## Exercise data
- - - - -
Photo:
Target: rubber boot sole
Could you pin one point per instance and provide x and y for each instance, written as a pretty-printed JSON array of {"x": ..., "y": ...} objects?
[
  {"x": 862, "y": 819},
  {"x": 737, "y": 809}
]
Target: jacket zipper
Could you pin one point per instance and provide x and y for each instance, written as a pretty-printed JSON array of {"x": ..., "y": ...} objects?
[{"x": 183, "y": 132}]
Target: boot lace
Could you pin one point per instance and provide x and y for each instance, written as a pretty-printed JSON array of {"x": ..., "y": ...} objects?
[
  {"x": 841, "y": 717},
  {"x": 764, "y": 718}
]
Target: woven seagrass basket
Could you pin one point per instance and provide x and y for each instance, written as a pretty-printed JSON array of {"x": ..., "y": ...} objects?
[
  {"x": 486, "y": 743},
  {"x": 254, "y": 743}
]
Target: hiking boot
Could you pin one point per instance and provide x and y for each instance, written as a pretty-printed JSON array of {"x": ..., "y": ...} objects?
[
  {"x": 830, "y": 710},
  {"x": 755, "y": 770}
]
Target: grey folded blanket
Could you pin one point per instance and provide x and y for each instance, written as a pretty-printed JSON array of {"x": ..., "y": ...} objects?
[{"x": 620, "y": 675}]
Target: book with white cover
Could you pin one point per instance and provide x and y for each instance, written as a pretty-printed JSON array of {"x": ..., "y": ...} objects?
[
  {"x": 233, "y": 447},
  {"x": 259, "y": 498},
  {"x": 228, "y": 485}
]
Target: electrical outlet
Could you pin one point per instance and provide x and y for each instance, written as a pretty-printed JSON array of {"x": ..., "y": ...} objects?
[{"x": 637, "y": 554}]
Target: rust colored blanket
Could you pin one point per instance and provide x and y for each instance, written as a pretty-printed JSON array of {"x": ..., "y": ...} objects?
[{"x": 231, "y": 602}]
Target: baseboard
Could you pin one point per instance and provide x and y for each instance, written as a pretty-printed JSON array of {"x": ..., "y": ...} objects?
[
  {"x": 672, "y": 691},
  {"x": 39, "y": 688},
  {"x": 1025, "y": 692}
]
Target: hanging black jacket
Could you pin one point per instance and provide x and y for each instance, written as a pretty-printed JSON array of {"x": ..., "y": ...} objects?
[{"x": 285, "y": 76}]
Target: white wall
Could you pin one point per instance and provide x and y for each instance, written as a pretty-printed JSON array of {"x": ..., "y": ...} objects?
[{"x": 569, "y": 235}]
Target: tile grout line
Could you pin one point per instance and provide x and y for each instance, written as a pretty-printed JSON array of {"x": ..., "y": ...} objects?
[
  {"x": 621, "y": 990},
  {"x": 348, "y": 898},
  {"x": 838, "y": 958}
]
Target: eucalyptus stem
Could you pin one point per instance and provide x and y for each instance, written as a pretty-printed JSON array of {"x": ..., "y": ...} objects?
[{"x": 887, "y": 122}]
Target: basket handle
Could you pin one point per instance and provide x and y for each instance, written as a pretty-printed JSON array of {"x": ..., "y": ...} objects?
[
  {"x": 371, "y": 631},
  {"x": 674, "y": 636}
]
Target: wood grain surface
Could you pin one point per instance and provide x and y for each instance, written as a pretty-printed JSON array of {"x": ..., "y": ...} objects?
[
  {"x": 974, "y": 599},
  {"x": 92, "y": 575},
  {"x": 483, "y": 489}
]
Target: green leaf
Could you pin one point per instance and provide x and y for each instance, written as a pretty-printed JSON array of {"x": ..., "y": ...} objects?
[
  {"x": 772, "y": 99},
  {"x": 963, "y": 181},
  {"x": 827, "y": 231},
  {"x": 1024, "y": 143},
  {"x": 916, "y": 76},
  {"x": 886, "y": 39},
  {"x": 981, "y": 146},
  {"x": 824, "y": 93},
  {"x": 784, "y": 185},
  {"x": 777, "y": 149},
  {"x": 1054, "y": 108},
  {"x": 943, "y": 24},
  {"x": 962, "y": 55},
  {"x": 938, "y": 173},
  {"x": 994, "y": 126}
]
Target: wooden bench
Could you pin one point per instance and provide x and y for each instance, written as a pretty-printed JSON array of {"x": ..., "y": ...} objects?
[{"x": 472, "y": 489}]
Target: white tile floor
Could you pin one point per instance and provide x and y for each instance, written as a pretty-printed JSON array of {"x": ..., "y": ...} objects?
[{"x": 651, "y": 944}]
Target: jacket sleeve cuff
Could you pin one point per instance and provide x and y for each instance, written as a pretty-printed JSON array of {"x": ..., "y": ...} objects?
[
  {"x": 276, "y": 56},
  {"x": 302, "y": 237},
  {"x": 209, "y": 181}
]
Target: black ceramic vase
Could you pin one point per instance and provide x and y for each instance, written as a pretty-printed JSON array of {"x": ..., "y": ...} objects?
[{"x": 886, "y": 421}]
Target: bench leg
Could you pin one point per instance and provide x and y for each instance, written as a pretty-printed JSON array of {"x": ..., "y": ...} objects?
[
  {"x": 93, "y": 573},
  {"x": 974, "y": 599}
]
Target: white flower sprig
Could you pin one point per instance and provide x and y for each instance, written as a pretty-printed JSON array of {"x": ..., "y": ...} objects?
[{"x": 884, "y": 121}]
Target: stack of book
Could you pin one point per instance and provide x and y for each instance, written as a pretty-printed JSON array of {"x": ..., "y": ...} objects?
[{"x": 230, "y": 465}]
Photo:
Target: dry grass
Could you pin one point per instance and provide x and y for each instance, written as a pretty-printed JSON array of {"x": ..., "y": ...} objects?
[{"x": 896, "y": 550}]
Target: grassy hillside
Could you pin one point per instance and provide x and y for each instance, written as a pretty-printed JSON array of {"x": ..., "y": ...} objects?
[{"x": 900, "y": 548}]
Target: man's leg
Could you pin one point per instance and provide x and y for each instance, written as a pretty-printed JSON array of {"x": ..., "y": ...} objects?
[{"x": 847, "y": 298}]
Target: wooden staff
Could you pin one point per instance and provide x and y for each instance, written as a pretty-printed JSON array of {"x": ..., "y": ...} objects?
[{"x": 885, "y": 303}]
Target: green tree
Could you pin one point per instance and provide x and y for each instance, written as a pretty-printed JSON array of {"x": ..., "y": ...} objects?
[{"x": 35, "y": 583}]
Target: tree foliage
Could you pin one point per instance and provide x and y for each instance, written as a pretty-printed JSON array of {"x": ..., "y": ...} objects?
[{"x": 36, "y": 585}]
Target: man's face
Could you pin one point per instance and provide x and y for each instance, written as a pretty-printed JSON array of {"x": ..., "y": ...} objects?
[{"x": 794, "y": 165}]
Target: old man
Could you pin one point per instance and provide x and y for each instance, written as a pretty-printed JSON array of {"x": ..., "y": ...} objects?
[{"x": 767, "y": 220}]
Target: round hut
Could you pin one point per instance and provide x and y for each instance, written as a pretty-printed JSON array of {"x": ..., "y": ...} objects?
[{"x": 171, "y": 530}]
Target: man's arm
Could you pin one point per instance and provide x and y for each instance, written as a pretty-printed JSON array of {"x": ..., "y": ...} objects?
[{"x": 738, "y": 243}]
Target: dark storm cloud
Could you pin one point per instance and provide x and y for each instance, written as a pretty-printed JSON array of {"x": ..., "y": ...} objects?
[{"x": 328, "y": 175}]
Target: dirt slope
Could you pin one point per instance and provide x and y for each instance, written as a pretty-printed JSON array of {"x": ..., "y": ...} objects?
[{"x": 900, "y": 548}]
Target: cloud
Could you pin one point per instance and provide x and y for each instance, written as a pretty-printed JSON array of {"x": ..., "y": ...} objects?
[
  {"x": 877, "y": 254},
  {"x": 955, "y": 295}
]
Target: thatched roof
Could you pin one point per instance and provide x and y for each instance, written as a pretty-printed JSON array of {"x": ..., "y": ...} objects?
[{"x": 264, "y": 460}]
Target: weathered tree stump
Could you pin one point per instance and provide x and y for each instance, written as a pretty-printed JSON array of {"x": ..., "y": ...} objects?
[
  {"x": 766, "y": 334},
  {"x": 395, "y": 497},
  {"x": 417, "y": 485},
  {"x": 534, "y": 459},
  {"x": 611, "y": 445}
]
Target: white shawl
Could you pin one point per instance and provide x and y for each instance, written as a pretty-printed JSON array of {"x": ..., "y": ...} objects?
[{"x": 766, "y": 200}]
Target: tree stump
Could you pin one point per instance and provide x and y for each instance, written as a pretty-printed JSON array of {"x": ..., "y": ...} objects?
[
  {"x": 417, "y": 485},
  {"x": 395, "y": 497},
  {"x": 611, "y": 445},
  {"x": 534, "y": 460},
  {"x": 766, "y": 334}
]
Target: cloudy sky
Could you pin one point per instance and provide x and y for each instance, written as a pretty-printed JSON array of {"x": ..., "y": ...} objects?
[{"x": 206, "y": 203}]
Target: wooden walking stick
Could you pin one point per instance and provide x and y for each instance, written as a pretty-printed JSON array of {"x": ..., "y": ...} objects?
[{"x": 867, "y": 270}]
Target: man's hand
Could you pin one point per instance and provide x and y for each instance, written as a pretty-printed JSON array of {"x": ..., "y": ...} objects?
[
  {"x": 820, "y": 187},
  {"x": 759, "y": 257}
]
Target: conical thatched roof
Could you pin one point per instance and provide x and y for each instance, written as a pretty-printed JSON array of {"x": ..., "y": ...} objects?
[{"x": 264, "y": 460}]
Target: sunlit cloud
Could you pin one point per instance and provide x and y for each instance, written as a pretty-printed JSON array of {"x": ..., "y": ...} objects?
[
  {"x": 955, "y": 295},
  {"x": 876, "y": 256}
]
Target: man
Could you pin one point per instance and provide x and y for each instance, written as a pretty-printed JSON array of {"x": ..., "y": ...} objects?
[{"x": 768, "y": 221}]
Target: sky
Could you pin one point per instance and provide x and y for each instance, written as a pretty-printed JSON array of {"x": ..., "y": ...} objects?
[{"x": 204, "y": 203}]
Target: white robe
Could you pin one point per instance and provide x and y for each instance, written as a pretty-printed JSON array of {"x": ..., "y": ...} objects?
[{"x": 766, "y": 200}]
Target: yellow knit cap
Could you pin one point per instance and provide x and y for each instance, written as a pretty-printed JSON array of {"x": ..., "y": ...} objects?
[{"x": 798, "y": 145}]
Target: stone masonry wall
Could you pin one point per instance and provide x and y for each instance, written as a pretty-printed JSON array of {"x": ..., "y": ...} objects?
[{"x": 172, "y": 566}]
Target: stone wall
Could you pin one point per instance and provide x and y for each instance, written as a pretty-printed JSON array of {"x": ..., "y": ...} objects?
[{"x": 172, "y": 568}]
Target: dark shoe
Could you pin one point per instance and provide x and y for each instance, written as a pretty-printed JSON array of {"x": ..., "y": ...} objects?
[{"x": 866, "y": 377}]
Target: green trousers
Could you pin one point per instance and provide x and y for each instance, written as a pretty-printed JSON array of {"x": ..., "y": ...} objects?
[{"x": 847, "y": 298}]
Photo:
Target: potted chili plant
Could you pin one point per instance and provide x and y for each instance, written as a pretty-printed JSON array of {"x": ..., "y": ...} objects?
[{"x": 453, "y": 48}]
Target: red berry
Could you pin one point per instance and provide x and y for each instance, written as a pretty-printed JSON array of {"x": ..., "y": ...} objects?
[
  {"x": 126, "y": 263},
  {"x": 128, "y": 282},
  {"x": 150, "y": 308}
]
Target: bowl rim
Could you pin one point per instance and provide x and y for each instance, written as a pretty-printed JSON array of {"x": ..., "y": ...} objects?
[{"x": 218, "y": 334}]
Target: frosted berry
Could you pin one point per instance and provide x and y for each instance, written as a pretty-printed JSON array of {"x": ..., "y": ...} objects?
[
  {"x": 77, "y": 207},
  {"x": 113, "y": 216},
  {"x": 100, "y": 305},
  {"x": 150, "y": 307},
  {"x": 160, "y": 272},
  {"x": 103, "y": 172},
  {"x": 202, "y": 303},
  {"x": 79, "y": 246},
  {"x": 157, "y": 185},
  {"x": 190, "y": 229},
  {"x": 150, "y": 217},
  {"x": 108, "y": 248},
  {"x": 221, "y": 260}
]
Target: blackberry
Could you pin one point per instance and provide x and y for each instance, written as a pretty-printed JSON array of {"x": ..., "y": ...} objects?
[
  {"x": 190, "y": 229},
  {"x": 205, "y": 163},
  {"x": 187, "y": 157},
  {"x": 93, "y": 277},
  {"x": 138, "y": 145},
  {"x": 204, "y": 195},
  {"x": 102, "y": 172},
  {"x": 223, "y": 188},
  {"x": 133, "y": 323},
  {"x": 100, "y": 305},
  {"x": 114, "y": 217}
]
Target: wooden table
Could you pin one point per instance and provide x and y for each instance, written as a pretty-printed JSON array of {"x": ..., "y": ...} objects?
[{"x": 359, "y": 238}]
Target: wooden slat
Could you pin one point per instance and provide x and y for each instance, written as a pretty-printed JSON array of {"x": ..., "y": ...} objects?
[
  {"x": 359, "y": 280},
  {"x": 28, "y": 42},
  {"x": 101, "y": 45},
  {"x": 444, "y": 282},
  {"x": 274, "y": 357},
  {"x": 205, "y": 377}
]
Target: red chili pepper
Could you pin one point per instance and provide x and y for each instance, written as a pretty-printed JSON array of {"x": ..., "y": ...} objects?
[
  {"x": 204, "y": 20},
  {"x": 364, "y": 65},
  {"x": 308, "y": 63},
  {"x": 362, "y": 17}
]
- - - - -
## Exercise
Please quote exactly the lines from the one containing "Target: wooden table" through the last line of the records above, both included, and nothing else.

## Solution for this task
Target: wooden table
Could you pin one point per instance and provide x and y for each instance, written as a pretty-printed JSON array of {"x": ..., "y": ...} objects?
[{"x": 359, "y": 238}]
Target: wooden slat
Could you pin one point per instance and provide x and y for each instance, written as a pretty-printed JSON array of {"x": ..., "y": ...} objects?
[
  {"x": 359, "y": 280},
  {"x": 28, "y": 42},
  {"x": 101, "y": 45},
  {"x": 444, "y": 282},
  {"x": 274, "y": 357},
  {"x": 205, "y": 377}
]
Target: red chili pepper
Could you pin one point per instance and provide x and y for each instance, written as a pretty-printed JSON array of {"x": ..., "y": ...} objects?
[
  {"x": 204, "y": 20},
  {"x": 364, "y": 65},
  {"x": 308, "y": 63},
  {"x": 362, "y": 17}
]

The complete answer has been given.